[start Selection]

Songs from the Crystal Cave reviewed


Hey kids, you know the actor Steven Seagal right?  He's the guy who broke somebody's neck in various movies that are usually three words long.  And he's done most of his neck-breaking while grossly overweight.  I even made a top 10 list of  my favorite Seagal movies right here but that should probably be updated but I digress.  The main point is that Steven Seagal also plays music!  And it's not neck-breakings cued up to sound like music but actual music...or more specifically, the blues!  And now here I am about to listen to his first album...and yes, by that I mean he's made more than one which we'll get to in a few weeks.  But for now, let's focus on Songs from the Crystal Cave!

1.  Girl It's Alright(***/****) -Well, from the opening it has a nice, easy-going guitar riff and some chicks singing about how it's alright.  Then Steven Seagal comes in and breaks your neck!  Alright, I'm lying he's singing and he's not that bad.  This is pretty much, a nice easy-going song to go along with it's riff where it's quite pleasant to listen to.    And that's the main word, pleasant.  Any bad moods I had just went away as Seagal used song to break any adversity's neck instead of his hands.

2.  Don't You Cry(***1/2/****) -You guys remember On Deadly Ground right?  That movie in which Steven Seagal directed about breaking necks while protecting the environment?  Yeah, it totally sucks despite some laughable moments of awesome but the message was there about the environment and how it should totally be protected before Al Gore went insane and did it himself.  What does this have to do with this song, it's about the environment disguised as a love song!  He sings about living in the oceans and skies and ask how we share this common space?  And yet, this song soars with great musicianship and amazing backup vocals that makes the listener feel like flying.  However, Seagal's vocals aren't up to scratch here and his voice seems to be cracking when he goes really high.  But aside that, it's just a really well-made pop song.

[end Selection]
[start Provided data]

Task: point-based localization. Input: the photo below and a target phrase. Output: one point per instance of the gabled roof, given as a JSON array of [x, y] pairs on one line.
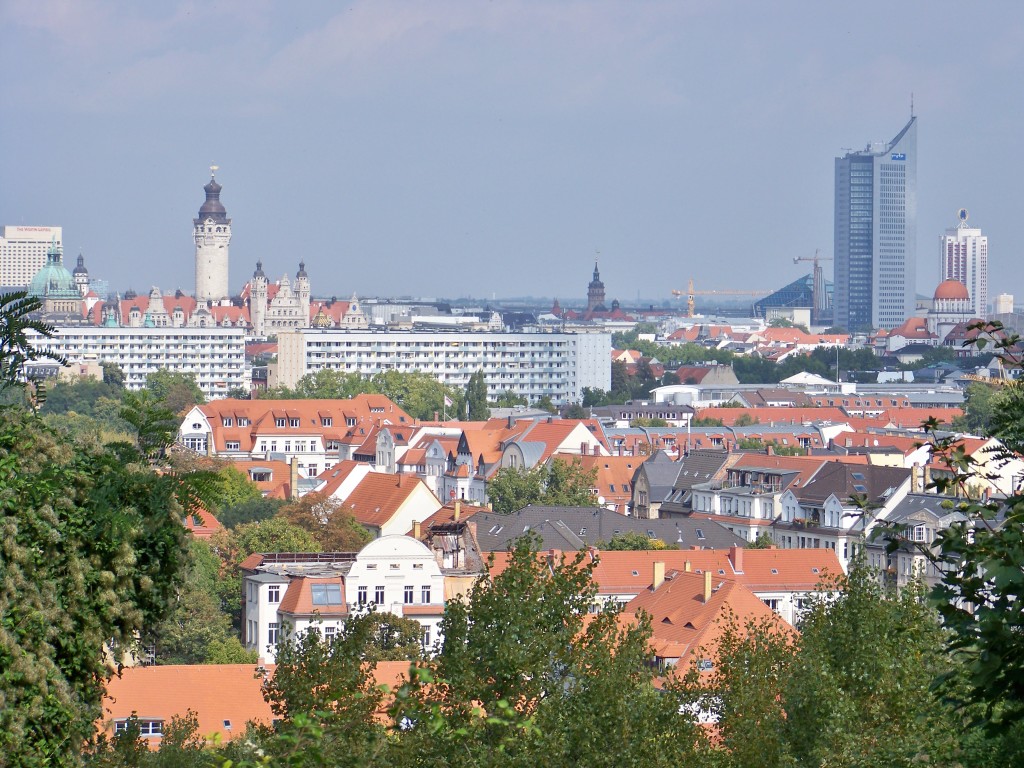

[end Provided data]

Written tasks:
1. Decide whether each statement agrees with the album review, and support each yes or no with the review's own words. (a) The reviewer gives "Don't You Cry" a higher rating than "Girl It's Alright." (b) The reviewer finds Seagal's singing strong throughout "Don't You Cry." (c) Songs from the Crystal Cave is Seagal's first album.
2. Answer these questions from the album review.
(a) What kind of music does the review say Seagal plays?
(b) Which word does the reviewer call "the main word" for "Girl It's Alright"?
(c) What subject is "Don't You Cry" about, disguised as a love song?

Task-by-task results:
1.
(a) Yes: "Girl It's Alright(***/****)" and "Don't You Cry(***1/2/****)"
(b) No: "Seagal's vocals aren't up to scratch here and his voice seems to be cracking when he goes really high"
(c) Yes: "I am about to listen to his first album"

2.
(a) The blues
(b) Pleasant
(c) The environment